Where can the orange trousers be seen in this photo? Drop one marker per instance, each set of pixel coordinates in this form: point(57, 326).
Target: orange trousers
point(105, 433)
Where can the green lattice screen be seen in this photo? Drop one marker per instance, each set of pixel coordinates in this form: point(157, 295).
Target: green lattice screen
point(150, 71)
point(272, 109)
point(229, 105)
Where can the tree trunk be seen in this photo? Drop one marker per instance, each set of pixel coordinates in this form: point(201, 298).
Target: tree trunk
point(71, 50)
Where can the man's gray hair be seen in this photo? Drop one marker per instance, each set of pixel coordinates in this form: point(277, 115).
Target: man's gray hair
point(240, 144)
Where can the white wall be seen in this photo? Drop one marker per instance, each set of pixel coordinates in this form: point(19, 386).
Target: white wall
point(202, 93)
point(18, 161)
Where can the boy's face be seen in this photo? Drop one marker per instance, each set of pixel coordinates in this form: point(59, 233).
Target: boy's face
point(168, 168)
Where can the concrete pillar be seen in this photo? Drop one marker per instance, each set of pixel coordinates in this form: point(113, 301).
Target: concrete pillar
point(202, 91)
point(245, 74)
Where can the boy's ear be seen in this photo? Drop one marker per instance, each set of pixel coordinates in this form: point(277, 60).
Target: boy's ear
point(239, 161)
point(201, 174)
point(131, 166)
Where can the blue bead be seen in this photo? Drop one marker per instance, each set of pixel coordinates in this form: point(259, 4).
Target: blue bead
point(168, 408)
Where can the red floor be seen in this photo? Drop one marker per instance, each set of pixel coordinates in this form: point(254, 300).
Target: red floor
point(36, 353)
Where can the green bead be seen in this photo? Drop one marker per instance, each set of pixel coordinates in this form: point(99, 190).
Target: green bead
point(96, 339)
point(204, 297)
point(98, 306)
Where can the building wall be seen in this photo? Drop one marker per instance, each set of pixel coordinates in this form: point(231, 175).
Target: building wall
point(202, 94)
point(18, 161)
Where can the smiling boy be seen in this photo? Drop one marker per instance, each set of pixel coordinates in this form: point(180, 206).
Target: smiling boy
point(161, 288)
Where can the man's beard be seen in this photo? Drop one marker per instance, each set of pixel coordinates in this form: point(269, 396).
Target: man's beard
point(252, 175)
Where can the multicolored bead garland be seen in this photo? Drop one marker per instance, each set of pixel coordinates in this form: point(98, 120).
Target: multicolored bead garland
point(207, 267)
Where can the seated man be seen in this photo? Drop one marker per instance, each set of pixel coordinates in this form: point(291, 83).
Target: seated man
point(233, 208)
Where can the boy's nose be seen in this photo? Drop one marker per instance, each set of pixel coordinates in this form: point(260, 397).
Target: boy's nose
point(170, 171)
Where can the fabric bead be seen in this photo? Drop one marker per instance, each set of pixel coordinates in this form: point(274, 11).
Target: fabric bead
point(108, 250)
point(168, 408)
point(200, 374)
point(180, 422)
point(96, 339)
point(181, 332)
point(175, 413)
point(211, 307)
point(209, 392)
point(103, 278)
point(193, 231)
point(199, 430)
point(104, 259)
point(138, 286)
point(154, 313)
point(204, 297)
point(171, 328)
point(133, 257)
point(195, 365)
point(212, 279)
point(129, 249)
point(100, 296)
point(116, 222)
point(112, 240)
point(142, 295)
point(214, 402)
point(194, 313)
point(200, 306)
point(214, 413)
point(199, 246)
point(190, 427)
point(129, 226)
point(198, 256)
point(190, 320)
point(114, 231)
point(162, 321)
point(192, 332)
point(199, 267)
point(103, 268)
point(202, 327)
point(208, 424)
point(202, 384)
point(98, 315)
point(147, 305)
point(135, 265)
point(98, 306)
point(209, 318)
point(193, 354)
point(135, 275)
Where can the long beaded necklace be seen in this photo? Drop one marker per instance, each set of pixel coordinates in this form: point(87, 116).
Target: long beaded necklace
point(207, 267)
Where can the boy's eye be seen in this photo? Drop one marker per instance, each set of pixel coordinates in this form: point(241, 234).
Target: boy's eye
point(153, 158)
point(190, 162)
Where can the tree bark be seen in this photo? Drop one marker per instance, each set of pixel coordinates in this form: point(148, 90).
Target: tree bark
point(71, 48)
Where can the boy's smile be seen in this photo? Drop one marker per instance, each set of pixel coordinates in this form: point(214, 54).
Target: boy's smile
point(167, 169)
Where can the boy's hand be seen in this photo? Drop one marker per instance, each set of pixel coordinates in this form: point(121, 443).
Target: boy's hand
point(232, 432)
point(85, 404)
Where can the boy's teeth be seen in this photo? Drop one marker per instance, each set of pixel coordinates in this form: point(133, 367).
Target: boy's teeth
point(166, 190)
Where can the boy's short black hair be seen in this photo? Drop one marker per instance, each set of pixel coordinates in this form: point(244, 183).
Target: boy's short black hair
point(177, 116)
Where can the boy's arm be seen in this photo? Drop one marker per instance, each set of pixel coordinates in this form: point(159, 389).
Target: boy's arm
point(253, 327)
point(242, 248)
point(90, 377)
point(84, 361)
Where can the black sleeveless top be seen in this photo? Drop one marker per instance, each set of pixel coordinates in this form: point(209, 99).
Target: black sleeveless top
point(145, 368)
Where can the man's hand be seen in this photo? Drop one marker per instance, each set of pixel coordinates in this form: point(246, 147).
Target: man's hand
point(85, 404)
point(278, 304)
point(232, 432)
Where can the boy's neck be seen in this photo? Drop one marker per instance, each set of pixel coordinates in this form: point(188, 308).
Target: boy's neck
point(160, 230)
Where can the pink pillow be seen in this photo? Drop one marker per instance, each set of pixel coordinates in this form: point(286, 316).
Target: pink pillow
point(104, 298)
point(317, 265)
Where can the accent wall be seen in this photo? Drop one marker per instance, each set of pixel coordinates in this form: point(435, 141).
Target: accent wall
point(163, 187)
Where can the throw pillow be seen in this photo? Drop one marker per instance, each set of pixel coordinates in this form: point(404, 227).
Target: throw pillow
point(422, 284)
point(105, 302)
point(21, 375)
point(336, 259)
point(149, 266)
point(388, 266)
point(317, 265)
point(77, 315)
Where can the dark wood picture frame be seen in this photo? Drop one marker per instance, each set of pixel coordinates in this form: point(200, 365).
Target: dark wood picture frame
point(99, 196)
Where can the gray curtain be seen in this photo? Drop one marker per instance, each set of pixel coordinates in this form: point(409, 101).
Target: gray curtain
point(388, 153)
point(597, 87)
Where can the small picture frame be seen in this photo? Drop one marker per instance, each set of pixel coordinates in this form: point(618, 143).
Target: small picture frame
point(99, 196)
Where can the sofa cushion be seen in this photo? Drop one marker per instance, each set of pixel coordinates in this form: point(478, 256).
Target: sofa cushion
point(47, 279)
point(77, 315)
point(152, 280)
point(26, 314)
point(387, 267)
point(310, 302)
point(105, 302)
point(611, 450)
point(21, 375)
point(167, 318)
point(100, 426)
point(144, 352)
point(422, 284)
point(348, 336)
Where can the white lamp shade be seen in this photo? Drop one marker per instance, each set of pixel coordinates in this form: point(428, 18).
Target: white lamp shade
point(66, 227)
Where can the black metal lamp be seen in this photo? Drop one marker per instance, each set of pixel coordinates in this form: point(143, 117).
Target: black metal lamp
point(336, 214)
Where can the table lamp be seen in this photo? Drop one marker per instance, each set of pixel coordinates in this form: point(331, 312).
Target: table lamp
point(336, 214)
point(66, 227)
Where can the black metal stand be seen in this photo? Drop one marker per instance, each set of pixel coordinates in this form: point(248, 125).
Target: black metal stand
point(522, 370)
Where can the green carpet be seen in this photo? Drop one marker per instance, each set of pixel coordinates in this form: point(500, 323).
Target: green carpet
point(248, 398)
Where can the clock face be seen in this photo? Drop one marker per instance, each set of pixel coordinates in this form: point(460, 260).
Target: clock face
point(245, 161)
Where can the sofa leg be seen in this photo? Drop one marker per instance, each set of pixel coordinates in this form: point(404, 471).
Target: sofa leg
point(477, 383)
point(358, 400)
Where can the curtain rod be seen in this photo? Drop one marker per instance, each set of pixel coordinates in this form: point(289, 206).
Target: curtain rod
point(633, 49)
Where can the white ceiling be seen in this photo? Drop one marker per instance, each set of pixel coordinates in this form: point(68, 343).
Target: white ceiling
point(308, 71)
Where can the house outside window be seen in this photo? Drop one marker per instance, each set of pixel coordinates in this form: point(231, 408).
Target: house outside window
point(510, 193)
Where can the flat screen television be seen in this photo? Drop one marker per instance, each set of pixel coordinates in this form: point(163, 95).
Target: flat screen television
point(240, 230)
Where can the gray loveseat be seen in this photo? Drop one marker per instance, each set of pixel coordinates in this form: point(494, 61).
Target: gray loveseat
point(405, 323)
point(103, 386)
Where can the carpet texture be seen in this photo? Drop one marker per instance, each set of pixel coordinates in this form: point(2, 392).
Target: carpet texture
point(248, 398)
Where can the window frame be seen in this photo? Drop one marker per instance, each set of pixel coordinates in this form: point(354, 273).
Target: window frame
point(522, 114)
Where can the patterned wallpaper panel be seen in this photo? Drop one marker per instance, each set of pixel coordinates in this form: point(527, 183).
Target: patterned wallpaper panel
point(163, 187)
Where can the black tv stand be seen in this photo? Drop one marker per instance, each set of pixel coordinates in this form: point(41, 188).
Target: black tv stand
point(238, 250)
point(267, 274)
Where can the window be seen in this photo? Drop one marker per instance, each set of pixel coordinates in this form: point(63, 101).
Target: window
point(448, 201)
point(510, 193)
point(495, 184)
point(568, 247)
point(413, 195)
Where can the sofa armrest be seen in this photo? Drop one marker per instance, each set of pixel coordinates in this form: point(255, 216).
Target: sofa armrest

+-------+

▸ The task: Please go through the material and return each line where the word "armrest" appears.

▸ Answer to this task:
Where can the sofa armrest be seen in this photo? Drop one marker per instance, each set of pixel coordinates in this form: point(255, 216).
Target: sofa armrest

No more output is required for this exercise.